→ **WHAT IS ASKED**: Set out every line of the data below as a numbered list, skipping any blank lines.

→ **INPUT**:
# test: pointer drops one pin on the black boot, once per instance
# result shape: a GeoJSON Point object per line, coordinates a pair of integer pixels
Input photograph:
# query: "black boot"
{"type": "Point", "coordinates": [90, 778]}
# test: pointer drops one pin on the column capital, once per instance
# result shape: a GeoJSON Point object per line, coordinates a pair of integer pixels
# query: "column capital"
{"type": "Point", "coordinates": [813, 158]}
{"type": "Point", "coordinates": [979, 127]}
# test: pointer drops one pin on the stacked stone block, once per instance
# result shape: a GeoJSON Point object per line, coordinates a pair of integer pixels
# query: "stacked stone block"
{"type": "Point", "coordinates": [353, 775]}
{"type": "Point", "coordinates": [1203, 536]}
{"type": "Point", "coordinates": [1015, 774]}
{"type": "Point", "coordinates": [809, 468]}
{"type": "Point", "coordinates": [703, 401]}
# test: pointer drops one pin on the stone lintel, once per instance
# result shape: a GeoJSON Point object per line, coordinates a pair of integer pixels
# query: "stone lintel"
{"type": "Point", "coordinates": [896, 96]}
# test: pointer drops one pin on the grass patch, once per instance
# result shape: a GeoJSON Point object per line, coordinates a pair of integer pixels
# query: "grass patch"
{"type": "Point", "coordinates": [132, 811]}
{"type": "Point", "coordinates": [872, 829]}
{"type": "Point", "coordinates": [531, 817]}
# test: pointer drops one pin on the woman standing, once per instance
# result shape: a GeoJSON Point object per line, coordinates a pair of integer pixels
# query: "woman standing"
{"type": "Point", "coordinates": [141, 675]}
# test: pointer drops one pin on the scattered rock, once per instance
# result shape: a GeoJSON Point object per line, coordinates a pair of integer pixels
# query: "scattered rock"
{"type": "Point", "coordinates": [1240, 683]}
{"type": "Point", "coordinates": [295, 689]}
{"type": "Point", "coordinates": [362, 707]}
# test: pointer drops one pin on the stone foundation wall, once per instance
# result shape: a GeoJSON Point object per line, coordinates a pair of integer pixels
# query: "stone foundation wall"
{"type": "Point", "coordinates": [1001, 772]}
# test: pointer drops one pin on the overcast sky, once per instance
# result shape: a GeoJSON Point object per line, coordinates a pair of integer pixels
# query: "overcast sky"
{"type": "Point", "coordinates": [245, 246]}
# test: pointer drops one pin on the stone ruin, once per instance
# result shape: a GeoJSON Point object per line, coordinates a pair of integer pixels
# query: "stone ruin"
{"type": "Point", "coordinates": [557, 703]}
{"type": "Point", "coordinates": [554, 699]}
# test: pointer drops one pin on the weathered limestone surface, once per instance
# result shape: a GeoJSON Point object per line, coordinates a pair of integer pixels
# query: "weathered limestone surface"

→ **EXERCISE RESULT**:
1. # test: pointer drops one pin on the black boot, once per instance
2. # result shape: a GeoJSON Point object per line, coordinates a pair of integer pixels
3. Input photograph:
4. # query: "black boot"
5. {"type": "Point", "coordinates": [90, 778]}
6. # test: pointer drops one pin on the column capital, once per instance
7. # result shape: a GeoJSON Point object per line, coordinates a pair of integer pixels
8. # query: "column capital"
9. {"type": "Point", "coordinates": [813, 158]}
10. {"type": "Point", "coordinates": [979, 127]}
11. # test: pointer drops one pin on the stacked stone block, once per instance
12. # result shape: a GeoJSON Point object per line, coordinates a pair of integer pixels
13. # query: "stacked stone block"
14. {"type": "Point", "coordinates": [353, 775]}
15. {"type": "Point", "coordinates": [1203, 536]}
16. {"type": "Point", "coordinates": [1015, 774]}
17. {"type": "Point", "coordinates": [809, 468]}
18. {"type": "Point", "coordinates": [703, 401]}
19. # test: pointer drops one pin on the stone lintel, once per instance
20. # result shape: a GeoJSON Point object per line, coordinates a pair of integer pixels
21. # query: "stone lintel"
22. {"type": "Point", "coordinates": [896, 96]}
23. # test: pointer drops one pin on the grass patch, once per instance
24. # result shape: a GeoJSON Point object per line, coordinates a pair of integer pixels
25. # query: "grass patch"
26. {"type": "Point", "coordinates": [132, 811]}
27. {"type": "Point", "coordinates": [872, 829]}
28. {"type": "Point", "coordinates": [531, 817]}
29. # test: pointer drops one pin on the woman standing, once per instance
30. # result shape: a GeoJSON Point object per line, coordinates a pair of integer pixels
31. # query: "woman standing"
32. {"type": "Point", "coordinates": [141, 675]}
33. # test: pointer drops one pin on the scattered rock, once per instance
34. # result shape: a GeoJSON Point object per line, coordinates a pair of integer pixels
35. # query: "scattered rock"
36. {"type": "Point", "coordinates": [1240, 683]}
37. {"type": "Point", "coordinates": [295, 689]}
38. {"type": "Point", "coordinates": [362, 707]}
39. # test: pointer drops one pin on the stone foundation wall, once per instance
40. # result shape: a GeoJSON Point object per line, coordinates a pair of integer pixels
41. # query: "stone foundation wall"
42. {"type": "Point", "coordinates": [1001, 772]}
43. # test: pointer drops one pin on the overcast sky, once per instance
44. # result shape: a GeoJSON Point object per line, coordinates a pair of integer pixels
45. # query: "overcast sky"
46. {"type": "Point", "coordinates": [245, 246]}
47. # test: pointer drops one pin on the stone ruin, once per instance
48. # result shape: a GeoJSON Point object per line, coordinates a pair of integer pixels
49. # query: "stone ruin"
50. {"type": "Point", "coordinates": [557, 703]}
51. {"type": "Point", "coordinates": [554, 699]}
52. # test: pointer drops one pin on the weathered limestone surface, once per instance
53. # result shape: a GeoJSON Point object per line, coordinates a pair of integer pixels
54. # query: "weathered limestone surface"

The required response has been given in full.